§ **DIRECTIONS**:
The whole listing, pictures aside, should be reproduced exactly.

§ **EXERCISE MATERIAL**:
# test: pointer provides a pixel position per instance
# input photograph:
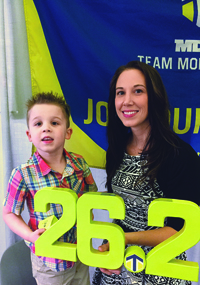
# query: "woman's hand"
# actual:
(35, 235)
(102, 248)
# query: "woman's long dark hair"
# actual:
(161, 139)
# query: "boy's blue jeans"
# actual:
(77, 275)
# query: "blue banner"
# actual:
(89, 39)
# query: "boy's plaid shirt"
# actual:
(34, 175)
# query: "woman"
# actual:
(145, 160)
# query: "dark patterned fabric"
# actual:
(137, 197)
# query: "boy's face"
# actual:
(48, 128)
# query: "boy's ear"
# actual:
(29, 135)
(68, 133)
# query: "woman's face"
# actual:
(131, 99)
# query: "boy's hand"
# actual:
(102, 248)
(36, 234)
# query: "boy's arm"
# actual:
(18, 226)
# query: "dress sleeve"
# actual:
(16, 192)
(179, 179)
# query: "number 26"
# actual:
(159, 261)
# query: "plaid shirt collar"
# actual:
(43, 168)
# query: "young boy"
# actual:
(50, 166)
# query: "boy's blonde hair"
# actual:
(48, 98)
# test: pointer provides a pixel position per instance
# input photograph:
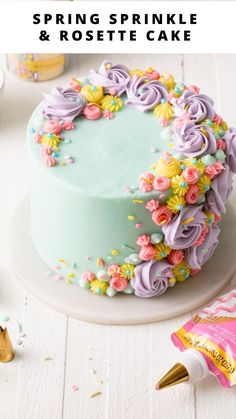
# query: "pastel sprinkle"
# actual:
(138, 201)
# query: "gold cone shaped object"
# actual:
(6, 349)
(176, 375)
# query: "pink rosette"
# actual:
(152, 205)
(37, 138)
(175, 257)
(52, 126)
(214, 169)
(192, 195)
(118, 283)
(220, 144)
(191, 175)
(161, 183)
(92, 111)
(143, 240)
(114, 270)
(162, 216)
(147, 252)
(87, 276)
(68, 125)
(146, 182)
(50, 161)
(46, 150)
(144, 96)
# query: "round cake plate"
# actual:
(84, 305)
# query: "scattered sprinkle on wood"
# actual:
(95, 394)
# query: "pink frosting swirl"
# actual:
(146, 182)
(162, 216)
(191, 175)
(192, 195)
(176, 256)
(144, 96)
(50, 161)
(147, 252)
(118, 283)
(214, 169)
(52, 126)
(92, 111)
(143, 240)
(161, 183)
(152, 205)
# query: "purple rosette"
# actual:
(151, 278)
(230, 151)
(185, 228)
(221, 188)
(194, 140)
(196, 105)
(113, 78)
(145, 96)
(196, 256)
(63, 104)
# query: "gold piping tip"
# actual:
(6, 348)
(176, 375)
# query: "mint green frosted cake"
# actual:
(129, 173)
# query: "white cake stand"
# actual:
(82, 304)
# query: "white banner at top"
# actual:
(118, 26)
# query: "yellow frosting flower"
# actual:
(168, 80)
(98, 287)
(92, 94)
(127, 270)
(167, 166)
(176, 203)
(162, 251)
(51, 139)
(164, 111)
(179, 185)
(112, 103)
(196, 163)
(136, 72)
(204, 184)
(181, 271)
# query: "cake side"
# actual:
(135, 205)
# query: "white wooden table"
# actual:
(57, 352)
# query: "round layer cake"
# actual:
(129, 176)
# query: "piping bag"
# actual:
(208, 345)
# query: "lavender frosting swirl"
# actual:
(221, 188)
(151, 278)
(145, 96)
(63, 103)
(180, 235)
(230, 140)
(197, 106)
(113, 78)
(197, 256)
(194, 140)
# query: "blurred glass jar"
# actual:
(36, 67)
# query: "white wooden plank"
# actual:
(41, 376)
(129, 366)
(86, 368)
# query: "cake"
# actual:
(129, 175)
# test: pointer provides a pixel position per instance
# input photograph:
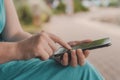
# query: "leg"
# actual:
(35, 69)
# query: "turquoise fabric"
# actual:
(35, 69)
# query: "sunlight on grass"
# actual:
(31, 28)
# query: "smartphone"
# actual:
(100, 43)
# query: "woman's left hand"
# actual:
(77, 56)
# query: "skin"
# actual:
(22, 45)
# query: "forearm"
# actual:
(7, 51)
(17, 37)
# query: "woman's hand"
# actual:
(42, 45)
(77, 56)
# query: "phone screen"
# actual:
(88, 46)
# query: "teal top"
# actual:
(2, 15)
(35, 69)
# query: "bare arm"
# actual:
(21, 45)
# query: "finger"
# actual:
(43, 55)
(73, 43)
(73, 59)
(51, 43)
(60, 41)
(81, 57)
(86, 53)
(64, 61)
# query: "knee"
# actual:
(88, 72)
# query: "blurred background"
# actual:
(78, 20)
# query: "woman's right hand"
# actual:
(41, 45)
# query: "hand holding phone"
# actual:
(84, 46)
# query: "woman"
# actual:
(19, 50)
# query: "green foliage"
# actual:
(78, 6)
(24, 14)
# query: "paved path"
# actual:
(82, 26)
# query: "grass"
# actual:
(31, 28)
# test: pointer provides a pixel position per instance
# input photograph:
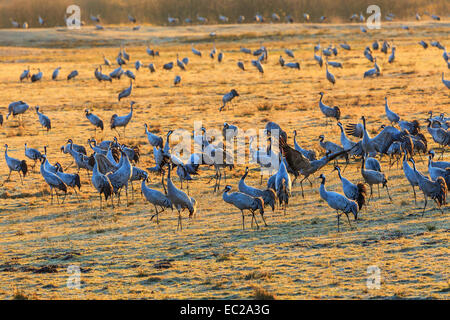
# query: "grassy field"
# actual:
(299, 255)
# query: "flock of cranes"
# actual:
(112, 166)
(257, 18)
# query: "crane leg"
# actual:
(387, 190)
(339, 216)
(415, 201)
(424, 205)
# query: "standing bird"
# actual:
(70, 179)
(43, 119)
(53, 181)
(329, 112)
(153, 139)
(95, 120)
(122, 121)
(177, 80)
(330, 76)
(228, 97)
(338, 202)
(25, 74)
(55, 73)
(243, 202)
(15, 165)
(17, 108)
(392, 56)
(37, 76)
(72, 75)
(436, 190)
(101, 183)
(180, 200)
(269, 196)
(374, 177)
(392, 116)
(356, 192)
(445, 82)
(157, 198)
(126, 93)
(32, 154)
(195, 51)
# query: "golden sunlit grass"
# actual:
(122, 254)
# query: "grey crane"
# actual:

§ **COMPLETED EXERCISE**:
# test: pointer provides a pixel position per instance
# input photograph:
# query: "woman's hand"
# actual:
(35, 235)
(102, 248)
# query: "woman's long dark hair"
# actual:
(161, 139)
# query: "boy's blue jeans"
# actual:
(77, 275)
# query: "blue banner"
# actual:
(89, 39)
# query: "boy's plaid shirt"
# actual:
(34, 175)
# query: "woman"
# actual:
(145, 160)
# query: "dark patterned fabric"
# actual:
(137, 197)
# query: "boy's face"
# actual:
(48, 128)
# query: "boy's ear"
# actual:
(29, 135)
(68, 133)
# query: "woman's face"
# actual:
(131, 99)
# query: "boy's hand"
# actual:
(102, 248)
(36, 234)
# query: "boy's arm"
# actual:
(18, 226)
# query: "dress sleeve"
# actual:
(16, 192)
(179, 179)
# query: "number 26"
# actual:
(159, 261)
# query: "plaid shirt collar"
# actual:
(43, 168)
# query: "young boy"
# actual:
(50, 166)
# query: "boy's blonde hair"
# actual:
(48, 98)
# test: pointer provides a pixel position per instance
# input photograph:
# query: "pastel sprinkle"
# actual:
(138, 201)
# query: "gold cone shaped object"
# actual:
(6, 349)
(176, 375)
# query: "pink rosette"
# actual:
(152, 205)
(37, 138)
(175, 257)
(52, 126)
(214, 169)
(192, 195)
(118, 283)
(220, 144)
(191, 175)
(161, 183)
(92, 111)
(143, 240)
(114, 270)
(162, 216)
(147, 252)
(87, 276)
(68, 125)
(146, 182)
(50, 161)
(46, 150)
(144, 96)
# query: "round cake plate"
# actual:
(84, 305)
# query: "scattered sprinkle on wood"
# actual:
(95, 394)
# query: "pink frosting swirl"
# actual:
(146, 182)
(162, 216)
(191, 175)
(192, 195)
(176, 256)
(144, 96)
(50, 161)
(147, 252)
(118, 283)
(214, 169)
(52, 126)
(92, 111)
(143, 240)
(161, 183)
(152, 205)
# query: "purple rosette"
# actual:
(151, 278)
(230, 151)
(185, 228)
(221, 188)
(194, 140)
(196, 105)
(113, 78)
(145, 96)
(196, 256)
(63, 104)
# query: "gold piping tip"
# actual:
(6, 348)
(176, 375)
# query: "mint green frosted cake"
# actual:
(129, 173)
# query: "white cake stand"
# actual:
(82, 304)
# query: "white banner at top"
# actual:
(118, 26)
# query: "yellow frosting flower"
# actual:
(168, 80)
(98, 287)
(92, 94)
(127, 270)
(167, 166)
(176, 203)
(162, 251)
(51, 139)
(164, 111)
(179, 185)
(112, 103)
(196, 163)
(136, 72)
(204, 184)
(181, 271)
# query: "cake side"
# actual:
(135, 205)
# query: "white wooden table"
# actual:
(57, 352)
# query: "round layer cake"
# actual:
(129, 176)
# query: "piping bag"
# actual:
(208, 345)
# query: "lavender frosting swirl"
# actual:
(221, 188)
(151, 278)
(145, 96)
(63, 103)
(180, 235)
(230, 140)
(197, 106)
(113, 78)
(197, 256)
(194, 140)
# query: "blurred glass jar"
# actual:
(36, 67)
# query: "white wooden plank"
# actual:
(41, 376)
(129, 366)
(86, 368)
# query: "cake"
# actual:
(129, 175)
# test: pointer provides a pixel position per instance
# input photograph:
# query: "leg"
# actual:
(35, 69)
# query: "turquoise fabric"
# actual:
(35, 69)
# query: "sunlight on grass"
# actual:
(31, 28)
# query: "smartphone"
# actual:
(100, 43)
# query: "woman's left hand"
# actual:
(77, 56)
# query: "skin"
# actual:
(22, 45)
# query: "forearm"
# actual:
(7, 51)
(17, 37)
# query: "woman's hand"
# actual:
(42, 45)
(77, 56)
# query: "phone screen"
# actual:
(88, 46)
# query: "teal top"
# actual:
(2, 15)
(35, 69)
# query: "bare arm"
# actual:
(21, 45)
# query: "finger"
# actual:
(43, 55)
(73, 43)
(73, 59)
(51, 43)
(60, 41)
(81, 57)
(86, 53)
(64, 61)
# query: "knee"
# actual:
(88, 72)
# query: "blurred background"
# actual:
(78, 20)
# query: "woman's right hand"
# actual:
(41, 45)
# query: "hand holding phone"
# actual:
(84, 46)
# query: "woman"
# actual:
(19, 50)
# query: "green foliage"
# actual:
(78, 6)
(24, 14)
# query: "paved path"
# actual:
(82, 26)
# query: "grass"
# actual:
(31, 28)
# test: pointer provides a pixel position per instance
# input photograph:
# query: "grassy field"
# actual:
(299, 255)
# query: "flock of cranes"
# actual:
(112, 166)
(257, 18)
# query: "crane leg"
# actual:
(387, 190)
(339, 216)
(415, 201)
(424, 205)
# query: "standing bird"
# actual:
(70, 179)
(43, 119)
(53, 181)
(329, 112)
(153, 139)
(95, 120)
(122, 121)
(177, 80)
(330, 76)
(228, 97)
(338, 202)
(25, 74)
(55, 73)
(243, 202)
(15, 165)
(17, 108)
(392, 56)
(37, 76)
(72, 75)
(436, 190)
(101, 183)
(180, 200)
(269, 196)
(374, 177)
(392, 116)
(356, 192)
(445, 82)
(157, 198)
(126, 93)
(32, 154)
(195, 51)
# query: "golden sunlit grass"
# actual:
(122, 254)
# query: "grey crane"
# actual:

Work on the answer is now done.